WHAT TO PRODUCE = Extract each line of the data and write it out again exactly.

——

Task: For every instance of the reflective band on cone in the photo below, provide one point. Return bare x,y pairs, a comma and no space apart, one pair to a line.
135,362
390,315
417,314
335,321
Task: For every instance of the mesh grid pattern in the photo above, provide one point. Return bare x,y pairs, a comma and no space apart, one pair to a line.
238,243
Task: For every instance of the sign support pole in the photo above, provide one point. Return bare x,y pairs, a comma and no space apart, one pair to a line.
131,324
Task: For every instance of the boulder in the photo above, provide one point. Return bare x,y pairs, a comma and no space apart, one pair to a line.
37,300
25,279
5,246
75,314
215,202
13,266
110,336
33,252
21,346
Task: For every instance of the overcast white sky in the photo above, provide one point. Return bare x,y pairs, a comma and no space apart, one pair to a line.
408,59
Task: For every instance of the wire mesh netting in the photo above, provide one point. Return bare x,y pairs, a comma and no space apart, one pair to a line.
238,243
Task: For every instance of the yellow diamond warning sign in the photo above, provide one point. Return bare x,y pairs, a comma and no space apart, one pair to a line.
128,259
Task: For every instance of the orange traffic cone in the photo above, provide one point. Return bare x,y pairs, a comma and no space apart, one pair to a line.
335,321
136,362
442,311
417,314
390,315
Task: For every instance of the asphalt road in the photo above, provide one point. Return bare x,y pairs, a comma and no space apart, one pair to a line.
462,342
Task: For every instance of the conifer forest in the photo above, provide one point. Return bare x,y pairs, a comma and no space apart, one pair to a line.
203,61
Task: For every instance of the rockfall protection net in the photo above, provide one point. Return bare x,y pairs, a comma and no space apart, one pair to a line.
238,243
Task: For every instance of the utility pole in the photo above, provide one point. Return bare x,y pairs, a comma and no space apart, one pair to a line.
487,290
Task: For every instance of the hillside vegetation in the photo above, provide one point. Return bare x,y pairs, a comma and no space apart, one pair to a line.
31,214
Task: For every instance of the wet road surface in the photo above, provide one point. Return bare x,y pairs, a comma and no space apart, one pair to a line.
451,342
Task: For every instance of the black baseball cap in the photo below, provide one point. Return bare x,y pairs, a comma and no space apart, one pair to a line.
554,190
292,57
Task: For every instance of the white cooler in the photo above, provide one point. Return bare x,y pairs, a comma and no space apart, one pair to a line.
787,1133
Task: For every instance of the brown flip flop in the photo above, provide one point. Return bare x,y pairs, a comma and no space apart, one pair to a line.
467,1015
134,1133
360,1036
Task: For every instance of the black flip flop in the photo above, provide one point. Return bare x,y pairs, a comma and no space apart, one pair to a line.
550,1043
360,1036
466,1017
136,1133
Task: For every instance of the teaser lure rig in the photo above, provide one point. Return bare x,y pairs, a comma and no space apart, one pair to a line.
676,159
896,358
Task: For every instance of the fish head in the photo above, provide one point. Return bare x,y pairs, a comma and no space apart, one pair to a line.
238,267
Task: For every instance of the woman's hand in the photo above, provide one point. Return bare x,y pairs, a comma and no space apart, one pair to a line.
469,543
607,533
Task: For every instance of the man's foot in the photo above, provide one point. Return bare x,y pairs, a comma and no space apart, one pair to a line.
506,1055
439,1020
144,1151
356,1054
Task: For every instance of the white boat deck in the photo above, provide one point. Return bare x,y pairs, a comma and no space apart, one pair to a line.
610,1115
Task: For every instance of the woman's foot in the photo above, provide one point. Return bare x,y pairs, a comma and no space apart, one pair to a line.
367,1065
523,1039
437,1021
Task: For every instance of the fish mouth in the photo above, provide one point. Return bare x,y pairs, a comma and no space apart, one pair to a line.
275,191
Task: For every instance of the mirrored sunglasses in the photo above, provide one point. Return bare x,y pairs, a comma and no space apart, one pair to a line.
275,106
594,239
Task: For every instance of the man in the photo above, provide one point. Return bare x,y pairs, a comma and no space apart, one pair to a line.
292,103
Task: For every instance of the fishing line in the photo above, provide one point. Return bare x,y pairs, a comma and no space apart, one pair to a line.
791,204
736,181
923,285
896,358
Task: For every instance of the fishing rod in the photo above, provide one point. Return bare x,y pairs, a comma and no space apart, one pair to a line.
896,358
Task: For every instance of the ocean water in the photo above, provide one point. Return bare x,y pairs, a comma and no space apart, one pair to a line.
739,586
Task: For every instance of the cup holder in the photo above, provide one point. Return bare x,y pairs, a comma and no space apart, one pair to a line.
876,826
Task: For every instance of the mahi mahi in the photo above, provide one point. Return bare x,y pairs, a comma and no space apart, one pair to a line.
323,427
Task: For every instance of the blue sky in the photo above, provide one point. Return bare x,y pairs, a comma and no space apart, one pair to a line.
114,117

——

PROBLEM SOLUTION =
Task: For every instance of the reflective band on cone in the photo below, provide one point. Return bare x,y pairs, a comma and no space apart, one pair to a line.
135,362
390,315
417,314
335,321
Task: For every instance of the mesh grid pattern in the photo above, provide one point. Return bare x,y pairs, a comma and no space apart, one pair to a line.
238,243
Task: For every instance of the sign support pole in the photo above, provide one point. Return bare x,y pairs, a comma and no space apart, one pair to a line.
131,324
Task: For every instance of the boulder in the photo above, provide one point. Return bare x,y pairs, a comma and no space apart, one pair to a line.
37,300
25,279
5,246
75,314
215,202
13,266
110,336
33,252
21,346
Task: For every instance of the overcast white sky in the photo above, provide one point. Return bare x,y pairs, a comma and no space apart, one pair to a line.
408,59
Task: For every instance of the wire mesh netting in the photo above, provide one point. Return bare x,y pairs, a comma and no space apart, one pair to a line.
238,243
Task: For every instance of the yellow diamond warning sign in the photo above, provide one point. Return bare x,y pairs, a comma and no space apart, one pair to a line.
128,259
Task: For every instance of the orange traffic cone in the photo above, provide one point. Return bare x,y pairs, a comma and no space apart, one pair to a line.
335,321
136,362
442,311
417,314
390,315
Task: For every instance of the asphalt road in the photo above, provide one point. Return bare x,y pairs, a comma and no space apart, one pair to a line.
462,342
Task: For every instance of the conifer forest in the photo above, provide one point. Return bare x,y pairs, a comma and no space apart, one pair to a line.
203,61
Task: For every instance of the rockfall protection net in the photo above, provide one point. Return bare x,y pairs, a comma and no space apart, one pair to a line.
238,243
Task: For every instance of the utility pole in the photo above, provide one point. Return bare x,y pairs, a comma and no space apart, one pair to a line.
487,290
Task: For every instance of the hillside vegetation in the photo above, provide one point. Return bare x,y pairs, a comma and no space apart, one pair to a line.
31,214
Task: For every instance of the wet road surface in the photo above, provide one point. Return bare x,y pairs, a comma and no space apart, one pair to a line.
451,342
Task: For every instance of the black baseball cap in the photo below, provide one point. Return bare x,y pairs, a comma and no space apart, one pair to a line.
554,190
292,57
Task: For every instance of the white cooler in the photo above, provide one point. Return bare x,y pairs, a comma and no space apart, one pair to a line.
787,1133
Task: For every instance of the brown flip flop in the photo above, provide one point. Return bare x,y pairs, a comma and no space apart, one pair to a line.
467,1015
134,1133
360,1036
Task: For every instance of the black flip flop in the photo above, provide one point. Return bare x,y pairs, a comma and no space apart, one pair to a line.
550,1043
360,1036
466,1017
136,1133
Task: For every instance of the teaser lure rig in the photo above, provide one point. Return bare x,y pairs, a comma and no space apart, one pair to a line.
676,159
896,358
Task: For every instance of the fish head in the photo above, provide one point. Return bare x,y pairs, a comma and no space apart, one pair to a line.
238,267
Task: For every instance of the woman's hand in the photo above, provide one point. Return bare x,y pairs, a comma and no space apart, one pair to a line.
469,543
607,533
Task: For every instance of the man's foot in the photo above, provide one point. Return bare x,y pairs, a comma and no space apart, one pair to a line.
506,1055
439,1020
144,1151
356,1054
Task: For every instance of the white boat deck in the photo above, provide one point. Return bare x,y pairs, a comma and no space apart, one pair to a line.
610,1115
Task: For every instance of the woman's foot in the photo above, provide one point. Return bare x,y pairs, a comma and no space apart, one pair to a line.
367,1065
523,1039
437,1021
Task: For every instance of the fish mouth in the photo above, provide one point. Return bare x,y pairs, a comma and no space apart, one pair to a line.
275,191
Task: For every instance of the mirrored sunglasses in the photo above, provide one point. Return bare x,y pairs, a comma and no space apart, one pair to a line.
275,106
594,239
Task: For every instance of the man in the photo above, provide one point. Return bare x,y pairs, a comma and no space apart, one pair to a line.
292,103
Task: For every instance of the fishing line in the photo above, provide one point. Return bare x,y pairs, a comma and no space apart, one pair to a line.
791,204
736,181
923,285
896,358
Task: For every instance of the fishing rod in the photo above, provide one point. Return bare x,y pairs, a comma and no space apart, one pair to a line.
896,358
Task: For every instance of the ocean water in the photo above, provide one point. Return bare x,y pairs, a comma and no space apart, one pair to a line.
739,586
Task: For every instance of the cup holder in the photo above, provide one point. Return bare x,y pairs, a comma and no space apart, one pair to a line.
876,826
Task: For every instance of the mahi mahi in the photo above, provide one point. Return bare x,y pairs, a comma and no space apart, one pair to a line.
323,427
Task: For every instance of the blue sky in the photo above, provide one point. Return bare x,y pairs, a comma and no space apart, one pair to a line.
114,117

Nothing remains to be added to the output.